| Stated task |
Reproduce verbatim the items below, from the line containing "Would you be willing to mark the doormat" through the line containing "column 299, row 363", including both of those lines.

··· Data for this task ···

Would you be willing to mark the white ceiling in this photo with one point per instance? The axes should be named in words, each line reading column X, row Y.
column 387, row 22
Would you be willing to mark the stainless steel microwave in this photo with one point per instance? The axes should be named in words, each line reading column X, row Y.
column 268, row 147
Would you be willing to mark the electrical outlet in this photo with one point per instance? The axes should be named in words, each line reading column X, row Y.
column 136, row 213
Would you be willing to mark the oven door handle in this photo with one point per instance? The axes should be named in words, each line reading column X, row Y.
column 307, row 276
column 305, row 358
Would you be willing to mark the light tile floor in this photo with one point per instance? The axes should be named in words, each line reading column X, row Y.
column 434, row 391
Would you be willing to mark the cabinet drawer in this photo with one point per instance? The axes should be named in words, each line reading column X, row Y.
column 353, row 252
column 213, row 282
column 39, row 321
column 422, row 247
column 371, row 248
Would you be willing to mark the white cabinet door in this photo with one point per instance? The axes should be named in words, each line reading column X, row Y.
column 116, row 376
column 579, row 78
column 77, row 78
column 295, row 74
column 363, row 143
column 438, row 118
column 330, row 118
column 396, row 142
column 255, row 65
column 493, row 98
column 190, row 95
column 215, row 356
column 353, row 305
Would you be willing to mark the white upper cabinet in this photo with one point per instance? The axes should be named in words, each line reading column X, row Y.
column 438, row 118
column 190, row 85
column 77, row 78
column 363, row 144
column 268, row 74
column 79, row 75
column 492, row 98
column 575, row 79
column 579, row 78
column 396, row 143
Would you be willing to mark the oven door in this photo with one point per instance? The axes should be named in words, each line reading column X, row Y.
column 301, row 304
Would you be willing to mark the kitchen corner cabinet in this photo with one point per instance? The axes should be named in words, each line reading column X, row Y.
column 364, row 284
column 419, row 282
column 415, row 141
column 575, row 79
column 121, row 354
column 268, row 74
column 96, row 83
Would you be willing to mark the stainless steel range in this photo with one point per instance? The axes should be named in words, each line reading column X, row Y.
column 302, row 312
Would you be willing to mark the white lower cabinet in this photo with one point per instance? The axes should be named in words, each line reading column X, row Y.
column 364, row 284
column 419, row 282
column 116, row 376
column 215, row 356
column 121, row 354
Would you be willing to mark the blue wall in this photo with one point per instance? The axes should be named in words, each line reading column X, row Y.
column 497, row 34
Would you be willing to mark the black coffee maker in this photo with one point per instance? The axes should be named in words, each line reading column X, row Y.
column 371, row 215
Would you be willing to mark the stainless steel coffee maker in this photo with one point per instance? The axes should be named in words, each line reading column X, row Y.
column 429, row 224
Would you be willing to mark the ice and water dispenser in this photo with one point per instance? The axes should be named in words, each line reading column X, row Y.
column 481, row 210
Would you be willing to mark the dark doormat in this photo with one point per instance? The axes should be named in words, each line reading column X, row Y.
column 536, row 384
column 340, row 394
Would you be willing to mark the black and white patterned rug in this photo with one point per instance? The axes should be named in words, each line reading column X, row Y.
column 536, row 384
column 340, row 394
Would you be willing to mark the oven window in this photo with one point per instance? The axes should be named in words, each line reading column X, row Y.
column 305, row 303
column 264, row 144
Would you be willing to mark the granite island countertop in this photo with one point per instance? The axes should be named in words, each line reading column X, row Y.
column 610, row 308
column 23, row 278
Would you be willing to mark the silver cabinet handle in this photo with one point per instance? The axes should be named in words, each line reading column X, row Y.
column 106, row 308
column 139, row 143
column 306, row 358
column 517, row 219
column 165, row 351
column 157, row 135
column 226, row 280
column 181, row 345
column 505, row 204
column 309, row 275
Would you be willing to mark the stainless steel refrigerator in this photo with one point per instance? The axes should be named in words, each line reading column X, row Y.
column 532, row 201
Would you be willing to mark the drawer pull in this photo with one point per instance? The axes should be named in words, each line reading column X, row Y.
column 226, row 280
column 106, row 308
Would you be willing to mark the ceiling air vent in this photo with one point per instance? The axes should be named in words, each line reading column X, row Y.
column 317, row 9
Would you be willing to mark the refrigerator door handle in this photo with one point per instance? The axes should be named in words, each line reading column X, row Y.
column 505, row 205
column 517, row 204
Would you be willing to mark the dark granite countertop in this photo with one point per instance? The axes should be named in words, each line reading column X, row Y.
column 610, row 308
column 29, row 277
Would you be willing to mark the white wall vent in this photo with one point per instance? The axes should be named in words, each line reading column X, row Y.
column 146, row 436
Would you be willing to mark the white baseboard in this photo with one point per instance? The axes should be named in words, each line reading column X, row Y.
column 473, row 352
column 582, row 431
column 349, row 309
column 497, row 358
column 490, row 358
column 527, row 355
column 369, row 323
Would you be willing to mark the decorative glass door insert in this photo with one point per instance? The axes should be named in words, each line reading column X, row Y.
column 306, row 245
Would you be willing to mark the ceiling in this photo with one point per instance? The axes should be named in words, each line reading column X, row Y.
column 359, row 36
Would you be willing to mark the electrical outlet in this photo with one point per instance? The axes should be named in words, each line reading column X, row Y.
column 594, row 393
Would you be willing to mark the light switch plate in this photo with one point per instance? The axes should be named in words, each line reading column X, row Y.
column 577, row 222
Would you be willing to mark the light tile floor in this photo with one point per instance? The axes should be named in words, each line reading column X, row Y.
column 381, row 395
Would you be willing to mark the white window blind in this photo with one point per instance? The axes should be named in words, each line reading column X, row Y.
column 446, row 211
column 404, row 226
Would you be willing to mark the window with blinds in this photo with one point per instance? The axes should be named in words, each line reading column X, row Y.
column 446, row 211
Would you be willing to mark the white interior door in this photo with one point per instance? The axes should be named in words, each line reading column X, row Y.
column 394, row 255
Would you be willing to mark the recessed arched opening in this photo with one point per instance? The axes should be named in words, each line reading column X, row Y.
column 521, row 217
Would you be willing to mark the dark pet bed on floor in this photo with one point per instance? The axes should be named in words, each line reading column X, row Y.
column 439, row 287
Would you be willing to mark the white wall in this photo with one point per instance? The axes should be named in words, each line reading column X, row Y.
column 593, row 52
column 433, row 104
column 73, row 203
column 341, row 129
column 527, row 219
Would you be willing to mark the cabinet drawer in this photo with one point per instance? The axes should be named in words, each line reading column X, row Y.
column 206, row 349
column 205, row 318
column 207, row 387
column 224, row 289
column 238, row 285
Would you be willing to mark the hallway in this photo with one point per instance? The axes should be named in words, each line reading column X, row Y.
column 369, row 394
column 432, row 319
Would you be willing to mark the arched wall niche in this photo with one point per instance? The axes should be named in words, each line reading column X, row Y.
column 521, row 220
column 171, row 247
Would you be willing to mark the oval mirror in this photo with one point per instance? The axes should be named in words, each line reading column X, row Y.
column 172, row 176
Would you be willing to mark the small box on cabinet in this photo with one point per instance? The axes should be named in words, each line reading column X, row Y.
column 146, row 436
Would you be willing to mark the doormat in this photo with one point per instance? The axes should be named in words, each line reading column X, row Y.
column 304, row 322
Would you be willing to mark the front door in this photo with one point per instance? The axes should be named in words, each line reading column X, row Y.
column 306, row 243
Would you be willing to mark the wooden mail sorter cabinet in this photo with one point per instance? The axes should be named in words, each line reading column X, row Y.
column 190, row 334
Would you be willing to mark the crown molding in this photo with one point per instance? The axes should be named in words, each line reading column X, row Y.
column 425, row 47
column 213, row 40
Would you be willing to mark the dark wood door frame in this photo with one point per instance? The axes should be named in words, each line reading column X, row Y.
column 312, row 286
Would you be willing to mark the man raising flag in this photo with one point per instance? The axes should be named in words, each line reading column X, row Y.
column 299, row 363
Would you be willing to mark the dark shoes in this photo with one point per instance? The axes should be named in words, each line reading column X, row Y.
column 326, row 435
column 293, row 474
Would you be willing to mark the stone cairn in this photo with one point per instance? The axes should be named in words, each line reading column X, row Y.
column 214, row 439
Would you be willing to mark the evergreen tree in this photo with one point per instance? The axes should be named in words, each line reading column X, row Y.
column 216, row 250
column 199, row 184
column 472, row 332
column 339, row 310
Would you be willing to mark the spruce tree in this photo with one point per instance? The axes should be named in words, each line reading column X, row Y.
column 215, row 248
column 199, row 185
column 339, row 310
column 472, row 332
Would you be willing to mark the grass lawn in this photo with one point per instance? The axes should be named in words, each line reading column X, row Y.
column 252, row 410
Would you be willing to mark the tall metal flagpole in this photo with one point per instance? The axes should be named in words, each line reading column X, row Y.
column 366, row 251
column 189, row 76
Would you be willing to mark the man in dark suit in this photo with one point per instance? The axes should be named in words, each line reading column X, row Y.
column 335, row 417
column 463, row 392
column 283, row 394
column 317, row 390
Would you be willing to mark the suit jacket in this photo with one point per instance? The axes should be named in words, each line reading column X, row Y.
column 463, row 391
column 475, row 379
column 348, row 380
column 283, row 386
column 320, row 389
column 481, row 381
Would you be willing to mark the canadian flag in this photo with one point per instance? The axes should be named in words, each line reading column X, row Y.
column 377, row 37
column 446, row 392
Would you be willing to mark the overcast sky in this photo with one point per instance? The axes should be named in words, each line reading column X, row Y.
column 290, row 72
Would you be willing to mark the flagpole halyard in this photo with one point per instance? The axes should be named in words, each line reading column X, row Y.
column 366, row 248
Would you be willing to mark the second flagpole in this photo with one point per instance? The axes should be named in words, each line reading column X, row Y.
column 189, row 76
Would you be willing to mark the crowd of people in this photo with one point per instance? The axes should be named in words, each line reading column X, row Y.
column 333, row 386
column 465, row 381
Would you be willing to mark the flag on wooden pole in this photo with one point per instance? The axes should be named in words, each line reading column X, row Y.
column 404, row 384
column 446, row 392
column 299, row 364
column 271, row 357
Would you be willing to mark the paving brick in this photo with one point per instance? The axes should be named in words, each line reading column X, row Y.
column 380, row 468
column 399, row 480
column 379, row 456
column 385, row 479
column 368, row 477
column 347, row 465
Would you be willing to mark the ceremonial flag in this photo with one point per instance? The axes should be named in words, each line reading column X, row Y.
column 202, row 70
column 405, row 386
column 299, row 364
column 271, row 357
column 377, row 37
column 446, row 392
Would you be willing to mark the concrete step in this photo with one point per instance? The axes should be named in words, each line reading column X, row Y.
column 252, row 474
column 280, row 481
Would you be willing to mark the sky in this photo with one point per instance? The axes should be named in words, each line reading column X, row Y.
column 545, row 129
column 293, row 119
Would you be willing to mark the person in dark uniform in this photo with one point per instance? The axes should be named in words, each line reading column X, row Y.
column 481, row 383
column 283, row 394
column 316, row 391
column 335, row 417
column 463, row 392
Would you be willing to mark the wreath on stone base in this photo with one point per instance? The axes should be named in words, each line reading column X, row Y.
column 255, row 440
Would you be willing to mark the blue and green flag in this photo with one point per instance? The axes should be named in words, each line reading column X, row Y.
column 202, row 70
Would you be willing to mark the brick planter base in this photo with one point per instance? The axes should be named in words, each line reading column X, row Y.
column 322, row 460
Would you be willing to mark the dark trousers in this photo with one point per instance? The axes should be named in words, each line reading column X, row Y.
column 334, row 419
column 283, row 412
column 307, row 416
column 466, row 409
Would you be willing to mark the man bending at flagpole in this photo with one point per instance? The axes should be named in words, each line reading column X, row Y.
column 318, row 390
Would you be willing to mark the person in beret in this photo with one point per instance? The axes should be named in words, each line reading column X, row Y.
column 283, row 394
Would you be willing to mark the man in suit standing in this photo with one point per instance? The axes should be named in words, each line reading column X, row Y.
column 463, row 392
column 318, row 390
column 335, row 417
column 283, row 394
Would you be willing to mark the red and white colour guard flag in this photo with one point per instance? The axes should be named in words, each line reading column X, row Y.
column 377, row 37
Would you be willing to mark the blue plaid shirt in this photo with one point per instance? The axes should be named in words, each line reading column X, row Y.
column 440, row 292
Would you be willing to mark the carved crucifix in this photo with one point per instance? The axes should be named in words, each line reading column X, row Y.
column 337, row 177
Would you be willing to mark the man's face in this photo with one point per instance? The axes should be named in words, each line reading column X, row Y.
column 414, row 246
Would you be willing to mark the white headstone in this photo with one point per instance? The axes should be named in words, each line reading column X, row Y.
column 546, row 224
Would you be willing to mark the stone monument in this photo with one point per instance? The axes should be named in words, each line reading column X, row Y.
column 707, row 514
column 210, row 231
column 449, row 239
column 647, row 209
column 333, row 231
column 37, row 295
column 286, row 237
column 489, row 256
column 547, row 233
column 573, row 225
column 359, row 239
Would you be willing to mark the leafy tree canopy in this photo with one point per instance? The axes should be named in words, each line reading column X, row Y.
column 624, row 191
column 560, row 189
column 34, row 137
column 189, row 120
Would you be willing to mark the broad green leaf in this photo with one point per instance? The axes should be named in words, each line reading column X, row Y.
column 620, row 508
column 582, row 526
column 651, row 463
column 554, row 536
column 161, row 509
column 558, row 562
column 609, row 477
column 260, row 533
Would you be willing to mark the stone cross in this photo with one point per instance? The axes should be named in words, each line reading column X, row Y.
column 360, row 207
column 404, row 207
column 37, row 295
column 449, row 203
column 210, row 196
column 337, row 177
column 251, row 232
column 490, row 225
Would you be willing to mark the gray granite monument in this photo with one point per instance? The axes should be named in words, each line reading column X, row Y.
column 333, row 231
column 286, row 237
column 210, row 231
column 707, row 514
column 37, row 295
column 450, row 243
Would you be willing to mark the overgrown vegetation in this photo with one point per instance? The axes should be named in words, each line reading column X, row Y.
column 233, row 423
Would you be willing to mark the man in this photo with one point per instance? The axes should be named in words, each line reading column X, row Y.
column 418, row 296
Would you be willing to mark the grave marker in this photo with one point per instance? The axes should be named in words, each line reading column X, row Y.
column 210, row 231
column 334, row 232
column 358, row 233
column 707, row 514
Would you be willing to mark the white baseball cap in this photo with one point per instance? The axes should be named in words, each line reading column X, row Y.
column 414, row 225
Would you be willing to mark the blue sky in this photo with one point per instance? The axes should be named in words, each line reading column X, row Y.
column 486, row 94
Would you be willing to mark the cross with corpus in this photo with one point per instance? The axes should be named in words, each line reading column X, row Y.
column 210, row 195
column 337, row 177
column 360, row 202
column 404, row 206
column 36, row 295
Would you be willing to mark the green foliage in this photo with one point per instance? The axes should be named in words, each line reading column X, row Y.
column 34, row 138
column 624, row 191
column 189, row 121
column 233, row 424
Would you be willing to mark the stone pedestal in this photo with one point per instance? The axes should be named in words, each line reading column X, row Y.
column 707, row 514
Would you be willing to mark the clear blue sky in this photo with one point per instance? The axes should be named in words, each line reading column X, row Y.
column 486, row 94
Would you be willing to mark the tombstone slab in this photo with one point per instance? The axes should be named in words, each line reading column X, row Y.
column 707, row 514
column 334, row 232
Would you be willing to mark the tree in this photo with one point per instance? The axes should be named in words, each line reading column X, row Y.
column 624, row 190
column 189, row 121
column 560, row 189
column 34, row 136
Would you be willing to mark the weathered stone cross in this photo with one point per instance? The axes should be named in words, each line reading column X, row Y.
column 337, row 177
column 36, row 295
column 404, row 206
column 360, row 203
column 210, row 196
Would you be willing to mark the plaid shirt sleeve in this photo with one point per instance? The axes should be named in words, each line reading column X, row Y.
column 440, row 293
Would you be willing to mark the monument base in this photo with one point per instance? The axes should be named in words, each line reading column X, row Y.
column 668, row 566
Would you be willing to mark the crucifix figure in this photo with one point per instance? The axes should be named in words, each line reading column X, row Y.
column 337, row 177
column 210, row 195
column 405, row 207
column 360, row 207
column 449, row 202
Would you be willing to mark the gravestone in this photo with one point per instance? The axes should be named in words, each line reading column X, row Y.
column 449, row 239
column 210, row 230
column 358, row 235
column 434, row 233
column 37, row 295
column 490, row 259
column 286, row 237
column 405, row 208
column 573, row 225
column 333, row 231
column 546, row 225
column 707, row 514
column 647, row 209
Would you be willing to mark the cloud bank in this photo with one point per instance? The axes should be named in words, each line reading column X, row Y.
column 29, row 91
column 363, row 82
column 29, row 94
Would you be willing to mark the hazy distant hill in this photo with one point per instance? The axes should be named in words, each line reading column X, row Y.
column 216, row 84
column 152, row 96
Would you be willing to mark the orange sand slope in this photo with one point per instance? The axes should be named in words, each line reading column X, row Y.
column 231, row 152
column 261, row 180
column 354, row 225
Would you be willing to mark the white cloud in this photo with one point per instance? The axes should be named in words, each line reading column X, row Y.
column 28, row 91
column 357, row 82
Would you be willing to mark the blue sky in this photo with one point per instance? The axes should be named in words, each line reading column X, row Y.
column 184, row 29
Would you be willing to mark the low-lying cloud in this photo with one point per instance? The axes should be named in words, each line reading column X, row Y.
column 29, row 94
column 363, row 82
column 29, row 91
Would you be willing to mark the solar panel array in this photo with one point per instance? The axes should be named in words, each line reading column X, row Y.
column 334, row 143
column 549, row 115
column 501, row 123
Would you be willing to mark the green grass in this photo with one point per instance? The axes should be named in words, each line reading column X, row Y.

···

| Answer below |
Would you be willing to mark the doormat in this photo with one point per instance? The axes should be named in words, each line reading column X, row Y.
column 304, row 322
Would you be willing to mark the front door in this photo with one point per instance? The axes should be named in words, each line reading column X, row Y.
column 306, row 243
Would you be willing to mark the wooden mail sorter cabinet in this photo with one point per instance? The axes should be named in words, each line reading column X, row Y.
column 190, row 334
Would you be willing to mark the crown molding in this photo with one point per instance? The axes should be named in words, each line reading column X, row Y.
column 425, row 47
column 213, row 40
Would you be willing to mark the dark wood door frame in this photo with one point per instance? The axes should be named in words, each line reading column X, row Y.
column 312, row 286
Would you be willing to mark the man raising flag in this photo with one point per instance? The axes should be named in words, each line reading column X, row Y.
column 299, row 363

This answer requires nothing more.